- Written problem
Please copy all of the material below line for line, without changing a single character.

- Data provided

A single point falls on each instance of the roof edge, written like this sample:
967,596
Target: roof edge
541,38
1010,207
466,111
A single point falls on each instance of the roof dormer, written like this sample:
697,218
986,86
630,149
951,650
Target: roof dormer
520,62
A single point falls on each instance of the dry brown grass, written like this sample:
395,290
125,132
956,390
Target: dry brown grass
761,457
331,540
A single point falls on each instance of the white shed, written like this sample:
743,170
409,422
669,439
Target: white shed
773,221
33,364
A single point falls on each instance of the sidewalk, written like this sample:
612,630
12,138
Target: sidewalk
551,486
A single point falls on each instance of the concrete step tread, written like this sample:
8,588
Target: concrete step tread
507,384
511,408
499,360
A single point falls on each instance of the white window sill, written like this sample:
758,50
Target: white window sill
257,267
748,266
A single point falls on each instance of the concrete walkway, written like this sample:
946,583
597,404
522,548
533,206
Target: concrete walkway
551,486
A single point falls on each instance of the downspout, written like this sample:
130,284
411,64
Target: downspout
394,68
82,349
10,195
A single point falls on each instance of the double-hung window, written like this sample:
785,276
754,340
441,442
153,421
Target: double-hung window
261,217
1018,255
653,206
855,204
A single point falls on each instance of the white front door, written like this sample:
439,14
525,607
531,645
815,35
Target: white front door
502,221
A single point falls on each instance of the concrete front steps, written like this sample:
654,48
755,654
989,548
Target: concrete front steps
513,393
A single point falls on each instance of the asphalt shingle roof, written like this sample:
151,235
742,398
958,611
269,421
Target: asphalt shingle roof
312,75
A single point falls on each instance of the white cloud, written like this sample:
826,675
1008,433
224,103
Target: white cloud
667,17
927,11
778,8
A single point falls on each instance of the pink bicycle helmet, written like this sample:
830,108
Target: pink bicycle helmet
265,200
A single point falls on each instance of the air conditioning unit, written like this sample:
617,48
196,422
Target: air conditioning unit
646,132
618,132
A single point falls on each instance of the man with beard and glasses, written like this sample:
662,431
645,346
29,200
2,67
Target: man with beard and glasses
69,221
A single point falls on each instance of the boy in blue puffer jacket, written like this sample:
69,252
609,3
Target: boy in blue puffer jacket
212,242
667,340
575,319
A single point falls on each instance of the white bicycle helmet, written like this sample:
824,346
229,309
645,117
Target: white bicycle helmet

- Task answer
A single point falls on each instance of the roof edge, written like this sample:
967,596
Target: roof edge
541,38
1010,207
466,111
A single point falls on each instance of the roof dormer, written like this sample:
697,218
986,86
630,149
951,650
Target: roof dormer
520,62
A single point falls on each instance of the dry brown grass, written like this sample:
395,290
125,132
956,390
Target: dry brown grass
761,457
331,540
A single point falls on each instance of the white shed, written like this sample:
743,170
409,422
669,439
Target: white shed
773,221
33,364
A single point falls on each instance of the sidewalk, written like this sample:
612,630
12,138
Target: sidewalk
551,486
A single point falls on each instance of the concrete step tread, written like this sample:
8,588
Target: concrete step tread
507,384
511,408
499,360
A single point falls on each instance of the white window sill, written like this sample:
758,50
Target: white window sill
257,267
748,266
A single point falls on each instance of the concrete walkway, written like this sample:
946,583
597,404
522,548
533,206
Target: concrete walkway
551,486
A single point falls on each instance of the downspout, written like this sample:
130,284
411,64
Target: downspout
394,68
82,349
10,195
A single point falls on each instance of the double-hung window, written like this sample:
785,276
754,340
441,442
153,421
Target: double-hung window
261,217
1018,255
653,206
855,204
A single point falls on each instance of the white front door, written like this sample:
439,14
525,607
531,645
815,35
Target: white front door
502,221
A single point falls on each instance of the concrete front steps, written like this sample:
654,48
755,654
989,548
Target: concrete front steps
513,393
A single point falls on each instance of the asphalt shingle roof, written like this sample:
151,235
742,398
958,611
269,421
Target: asphalt shingle roof
312,75
A single point falls on each instance of the white cloud, written like this sample:
826,675
1008,433
224,103
Target: white cloud
667,17
927,11
778,8
A single point falls on each instance of the pink bicycle helmet, written like this sample:
830,108
Target: pink bicycle helmet
265,200
A single point falls on each instance of the air conditioning unit, written like this sample:
617,48
196,422
Target: air conditioning unit
646,132
618,132
A single point falls on each instance of the man with beard and glasses, written like this sample:
662,431
645,346
29,200
2,67
Target: man with beard and glasses
69,221
A single point falls on each instance of the boy in blue puffer jacket, written like this sample:
69,252
609,3
Target: boy in blue puffer jacket
212,242
667,340
575,319
A single point falls on each instance of the white bicycle helmet, written like this sample:
824,346
229,309
645,117
Target: white bicycle helmet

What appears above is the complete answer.